▸ WHAT THE EXERCISE ASKS
Your task is to print the material below exactly as presented.

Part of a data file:

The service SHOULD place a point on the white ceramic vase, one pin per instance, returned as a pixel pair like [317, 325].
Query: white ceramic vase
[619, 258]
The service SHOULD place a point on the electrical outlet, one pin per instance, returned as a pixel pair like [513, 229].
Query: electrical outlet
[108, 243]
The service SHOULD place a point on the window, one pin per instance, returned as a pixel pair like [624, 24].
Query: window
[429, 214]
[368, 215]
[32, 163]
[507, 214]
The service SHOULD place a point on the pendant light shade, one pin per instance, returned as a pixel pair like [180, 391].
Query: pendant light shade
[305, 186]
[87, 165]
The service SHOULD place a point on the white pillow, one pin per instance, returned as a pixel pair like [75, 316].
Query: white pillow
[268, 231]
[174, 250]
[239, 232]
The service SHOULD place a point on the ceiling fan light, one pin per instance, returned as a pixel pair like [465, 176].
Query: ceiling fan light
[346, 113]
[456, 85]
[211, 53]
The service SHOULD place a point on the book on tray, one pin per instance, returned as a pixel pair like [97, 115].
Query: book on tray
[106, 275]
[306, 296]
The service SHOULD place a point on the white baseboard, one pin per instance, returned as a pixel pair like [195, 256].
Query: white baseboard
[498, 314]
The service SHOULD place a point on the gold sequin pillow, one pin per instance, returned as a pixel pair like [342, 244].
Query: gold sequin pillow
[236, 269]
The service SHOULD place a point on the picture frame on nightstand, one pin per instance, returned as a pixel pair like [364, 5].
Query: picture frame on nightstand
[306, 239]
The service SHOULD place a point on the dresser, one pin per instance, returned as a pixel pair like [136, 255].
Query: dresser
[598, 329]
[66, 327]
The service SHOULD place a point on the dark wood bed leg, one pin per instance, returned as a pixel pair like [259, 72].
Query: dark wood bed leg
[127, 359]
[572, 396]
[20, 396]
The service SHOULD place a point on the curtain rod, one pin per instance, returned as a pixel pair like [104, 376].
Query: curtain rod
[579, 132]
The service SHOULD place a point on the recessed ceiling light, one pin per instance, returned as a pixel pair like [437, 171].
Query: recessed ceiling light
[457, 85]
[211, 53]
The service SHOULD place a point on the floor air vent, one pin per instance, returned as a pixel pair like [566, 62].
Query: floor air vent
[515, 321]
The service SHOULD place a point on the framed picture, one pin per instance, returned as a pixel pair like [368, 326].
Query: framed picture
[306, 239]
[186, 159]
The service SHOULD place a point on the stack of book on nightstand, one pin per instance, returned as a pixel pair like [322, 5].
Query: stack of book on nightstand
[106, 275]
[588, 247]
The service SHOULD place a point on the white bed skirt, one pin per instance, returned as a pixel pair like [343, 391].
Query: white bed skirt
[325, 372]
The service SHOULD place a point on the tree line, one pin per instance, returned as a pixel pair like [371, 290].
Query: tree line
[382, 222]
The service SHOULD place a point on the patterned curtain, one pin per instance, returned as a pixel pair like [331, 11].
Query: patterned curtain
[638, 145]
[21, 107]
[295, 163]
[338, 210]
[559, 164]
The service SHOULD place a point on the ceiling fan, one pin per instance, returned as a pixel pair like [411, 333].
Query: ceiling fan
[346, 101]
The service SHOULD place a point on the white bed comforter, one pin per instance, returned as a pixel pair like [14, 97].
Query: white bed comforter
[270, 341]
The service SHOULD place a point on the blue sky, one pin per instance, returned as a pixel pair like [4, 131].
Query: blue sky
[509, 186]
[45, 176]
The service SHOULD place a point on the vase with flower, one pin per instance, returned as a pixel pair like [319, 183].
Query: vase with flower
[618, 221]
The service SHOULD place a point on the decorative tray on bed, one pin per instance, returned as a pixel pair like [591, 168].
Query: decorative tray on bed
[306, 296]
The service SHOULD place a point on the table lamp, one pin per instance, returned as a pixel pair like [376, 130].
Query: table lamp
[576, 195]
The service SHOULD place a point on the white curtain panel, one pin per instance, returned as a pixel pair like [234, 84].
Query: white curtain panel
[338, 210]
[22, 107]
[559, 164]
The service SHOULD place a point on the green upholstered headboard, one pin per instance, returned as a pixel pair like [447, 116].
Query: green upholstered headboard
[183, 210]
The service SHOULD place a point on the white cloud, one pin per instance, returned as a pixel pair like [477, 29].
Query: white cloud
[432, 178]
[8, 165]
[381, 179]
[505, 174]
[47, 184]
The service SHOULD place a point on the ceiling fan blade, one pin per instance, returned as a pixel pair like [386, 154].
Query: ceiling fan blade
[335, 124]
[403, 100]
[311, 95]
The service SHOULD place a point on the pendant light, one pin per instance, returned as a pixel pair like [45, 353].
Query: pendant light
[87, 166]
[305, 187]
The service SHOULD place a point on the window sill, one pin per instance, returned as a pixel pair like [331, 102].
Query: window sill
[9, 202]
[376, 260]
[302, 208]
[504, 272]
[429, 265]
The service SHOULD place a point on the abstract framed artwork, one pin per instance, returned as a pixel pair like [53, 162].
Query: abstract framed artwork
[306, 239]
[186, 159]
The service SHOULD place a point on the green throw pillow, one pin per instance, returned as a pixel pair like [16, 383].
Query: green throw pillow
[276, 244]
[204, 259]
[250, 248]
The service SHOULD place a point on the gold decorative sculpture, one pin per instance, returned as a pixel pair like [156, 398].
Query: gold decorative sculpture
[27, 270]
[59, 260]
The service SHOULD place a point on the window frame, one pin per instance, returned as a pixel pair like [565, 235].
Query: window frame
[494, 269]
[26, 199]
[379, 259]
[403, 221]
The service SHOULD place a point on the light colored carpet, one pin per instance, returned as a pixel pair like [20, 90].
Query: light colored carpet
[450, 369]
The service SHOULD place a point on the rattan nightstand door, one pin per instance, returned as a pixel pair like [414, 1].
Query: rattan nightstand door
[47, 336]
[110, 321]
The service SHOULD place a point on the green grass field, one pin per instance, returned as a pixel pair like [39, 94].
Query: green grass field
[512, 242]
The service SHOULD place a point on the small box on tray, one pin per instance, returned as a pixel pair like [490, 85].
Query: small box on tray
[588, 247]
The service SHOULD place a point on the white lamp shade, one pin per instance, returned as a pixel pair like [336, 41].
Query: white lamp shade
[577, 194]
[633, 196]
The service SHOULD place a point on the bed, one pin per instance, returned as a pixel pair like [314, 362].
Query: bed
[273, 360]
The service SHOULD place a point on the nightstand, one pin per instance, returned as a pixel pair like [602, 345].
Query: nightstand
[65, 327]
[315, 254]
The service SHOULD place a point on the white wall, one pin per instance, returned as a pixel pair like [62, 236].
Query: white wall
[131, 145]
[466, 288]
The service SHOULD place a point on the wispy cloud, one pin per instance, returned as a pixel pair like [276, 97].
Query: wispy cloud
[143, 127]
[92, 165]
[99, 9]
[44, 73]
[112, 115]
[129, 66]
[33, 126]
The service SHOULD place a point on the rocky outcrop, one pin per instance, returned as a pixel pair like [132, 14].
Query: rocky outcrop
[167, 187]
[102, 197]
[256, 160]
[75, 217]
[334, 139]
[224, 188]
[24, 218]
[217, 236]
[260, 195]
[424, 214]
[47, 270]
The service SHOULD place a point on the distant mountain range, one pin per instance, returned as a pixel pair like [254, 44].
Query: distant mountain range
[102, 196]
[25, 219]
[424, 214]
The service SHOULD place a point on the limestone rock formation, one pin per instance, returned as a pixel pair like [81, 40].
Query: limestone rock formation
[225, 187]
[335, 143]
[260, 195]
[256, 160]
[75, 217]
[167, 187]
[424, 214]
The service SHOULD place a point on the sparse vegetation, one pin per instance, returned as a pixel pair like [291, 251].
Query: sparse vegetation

▸ IN RESPONSE
The service SHOULD place a point on the white ceramic vase, one pin per instance, returned as a pixel pair like [317, 325].
Query: white ceramic vase
[619, 258]
The service SHOULD place a point on the electrical outlet, one pin per instance, returned as a pixel pair like [513, 229].
Query: electrical outlet
[108, 243]
The service SHOULD place a point on the window, one pin per instance, returned as a pixel pair like [624, 24].
Query: window
[429, 214]
[368, 215]
[32, 163]
[507, 214]
The service SHOULD place a point on the pendant light shade, one pin per instance, returned as a pixel pair like [180, 391].
Query: pendant light shade
[305, 186]
[87, 165]
The service SHOULD place a point on the white pillow, one pin per instance, returned as a pixel pair like [75, 316].
Query: white pillow
[268, 231]
[174, 250]
[239, 232]
The service SHOULD place a point on the ceiling fan light, one pin per instance, returned as a pixel pair like [465, 176].
Query: ceiling fan light
[346, 113]
[456, 85]
[211, 53]
The service SHOULD place a point on the book on tray, one pin per instance, returned as a pixel pair like [97, 115].
Query: book on tray
[106, 275]
[306, 296]
The service SHOULD place a point on the white baseboard, one pin per instance, returned as a pixel pair like [195, 256].
Query: white baseboard
[498, 314]
The service SHOULD place a point on the gold sequin pillow, one pin per instance, returned as a pixel pair like [342, 244].
Query: gold sequin pillow
[236, 269]
The service SHOULD place a point on the picture frame on nightstand, one pin per instance, returned as a pixel pair like [364, 5].
Query: picture frame on nightstand
[306, 239]
The service SHOULD place a point on the dresser, one pin per instance, returned as a pixel pair like [136, 255].
Query: dresser
[598, 329]
[66, 327]
The service SHOULD place a point on the dark wood bed leg, one pin per instance, returned as a pixel pair like [259, 72].
Query: dark wood bed leg
[127, 359]
[572, 396]
[20, 396]
The service SHOULD place a point on the curtain rod, one pin per instance, returned as a pixel pair like [104, 376].
Query: curtain rod
[579, 132]
The service SHOULD place a point on the recessed ceiling light, one pin per instance, returned as a pixel pair like [437, 171].
Query: recessed ceiling light
[457, 85]
[211, 53]
The service SHOULD place a point on the floor air vent, one pin per instance, returned as a pixel pair like [566, 62].
Query: floor air vent
[515, 321]
The service SHOULD place a point on the framed picture, one pin per instance, returned as a pixel pair like [368, 326].
Query: framed picture
[306, 239]
[186, 159]
The service SHOULD place a point on the stack of book on nightstand, one pin per instance, returned as a pixel pair like [322, 5].
Query: stack of book on nightstand
[106, 275]
[588, 247]
The service SHOULD place a point on the white bed skirt, one pin per instance, returned as a pixel pair like [343, 391].
Query: white bed skirt
[325, 372]
The service SHOULD place a point on the tree line, one pin per instance, returned as a pixel pair like [371, 290].
Query: tree line
[382, 222]
The service SHOULD place a point on the patterned curtain, one pin per instance, returned as a pixel pair like [331, 11].
Query: patterned curtain
[638, 145]
[21, 107]
[295, 163]
[338, 210]
[559, 164]
The service SHOULD place a point on the ceiling fan, one pin per instance, returned as a pixel pair like [411, 333].
Query: ceiling fan
[346, 101]
The service SHOULD place a point on the white bed comforter, one pin per instance, returned as a pixel pair like [14, 97].
Query: white bed comforter
[270, 341]
The service SHOULD place a point on the blue sky, one pin per instance, returned as a pixel pair like [4, 131].
Query: blue sky
[509, 186]
[45, 176]
The service SHOULD place a point on the vase with flower, one pin per instance, returned as a pixel pair like [319, 183].
Query: vase with flower
[618, 221]
The service SHOULD place a point on the decorative tray on bed, one pin per instance, returned as a pixel pair like [591, 168].
Query: decorative tray on bed
[306, 296]
The service SHOULD place a point on the table lamp, one pin per instance, returned as a pixel pair like [376, 130].
Query: table lamp
[576, 195]
The service SHOULD place a point on the white curtain panel, one pin per instance, returned as a pixel pair like [234, 84].
Query: white curtain panel
[338, 210]
[22, 107]
[559, 164]
The service SHOULD place a point on the green upholstered headboard, one pin per instance, returned as a pixel pair like [447, 116].
Query: green upholstered headboard
[183, 210]
The service SHOULD place a point on the white cloud, one pin per instance, returned as a pixel pair like [477, 29].
Query: white cloud
[432, 178]
[8, 165]
[381, 179]
[505, 174]
[47, 184]
The service SHOULD place a point on the ceiling fan blade, one pin per instance, returned as a pixel pair like [386, 154].
Query: ceiling fan blade
[335, 124]
[403, 100]
[311, 95]
The service SHOULD place a point on the pendant light, one pin per instance, returned as a pixel pair like [45, 353].
Query: pendant light
[87, 166]
[305, 187]
The service SHOULD place a point on the window sill, one pin per instance, returned as a pixel pair like [331, 102].
Query: window sill
[9, 202]
[376, 260]
[302, 208]
[504, 272]
[429, 265]
The service SHOULD place a point on the abstract framed artwork, one pin per instance, returned as a pixel pair like [53, 162].
Query: abstract framed artwork
[306, 239]
[186, 159]
The service SHOULD place a point on the green throw pillow, one pin per instance, returned as a pixel pair like [16, 383].
Query: green throw pillow
[276, 244]
[204, 259]
[250, 248]
The service SHOULD place a point on the gold decorative sculpture, one pin per instance, returned as a pixel pair like [156, 398].
Query: gold decorative sculpture
[27, 270]
[59, 260]
The service SHOULD place a point on the window frame, one pin per instance, returned as a pixel pair like [565, 235].
Query: window frame
[494, 269]
[26, 199]
[379, 259]
[403, 221]
The service SHOULD place a point on the light colored carpet, one pin per instance, returned as a pixel pair like [20, 90].
Query: light colored carpet
[450, 369]
The service SHOULD place a point on the rattan nightstand door, one pin per instance, returned as a pixel pair like [414, 1].
Query: rattan nightstand door
[47, 336]
[110, 321]
The service SHOULD place a point on the green grass field, one pin per instance, returned as a pixel pair like [39, 94].
Query: green grass field
[512, 242]
The service SHOULD place a point on the small box on tray, one pin per instance, returned as a pixel pair like [490, 85].
Query: small box on tray
[588, 247]
The service SHOULD place a point on the white lamp shade, one pin per instance, returned as a pixel pair like [336, 41].
Query: white lamp shade
[577, 194]
[633, 196]
The service SHOULD place a point on the bed, one pin per instance, returned as a pixel pair like [314, 362].
Query: bed
[273, 360]
The service SHOULD place a point on the nightstand, one pin per instance, returned as a pixel pair like [602, 345].
Query: nightstand
[65, 327]
[315, 254]
The service SHOULD place a point on the white wall, one pin per instance, returned as a pixel pair like [62, 236].
Query: white wall
[131, 145]
[466, 288]
The service SHOULD place a point on the wispy cloud, one pin per instance, returned as a pixel pair like [276, 97].
Query: wispy cloud
[143, 127]
[92, 165]
[99, 9]
[44, 73]
[112, 115]
[129, 66]
[33, 126]
The service SHOULD place a point on the rocky outcrop, one pin per instance, returned as a pixel pair like [132, 14].
Query: rocky outcrop
[167, 187]
[102, 197]
[256, 160]
[75, 217]
[334, 139]
[224, 188]
[24, 218]
[217, 236]
[260, 195]
[424, 214]
[47, 270]
The service SHOULD place a point on the distant mountain range, one pin per instance, returned as a pixel pair like [254, 44].
Query: distant mountain range
[102, 196]
[25, 219]
[424, 214]
The service SHOULD place a point on the limestone rock formation, one pin per instance, returned as a pixel pair like [81, 40].
Query: limestone rock formation
[225, 187]
[335, 143]
[260, 195]
[256, 160]
[75, 217]
[167, 187]
[424, 214]
The service SHOULD place a point on the sparse vegetation, one pin per instance, returned as a pixel pair like [291, 251].
Query: sparse vegetation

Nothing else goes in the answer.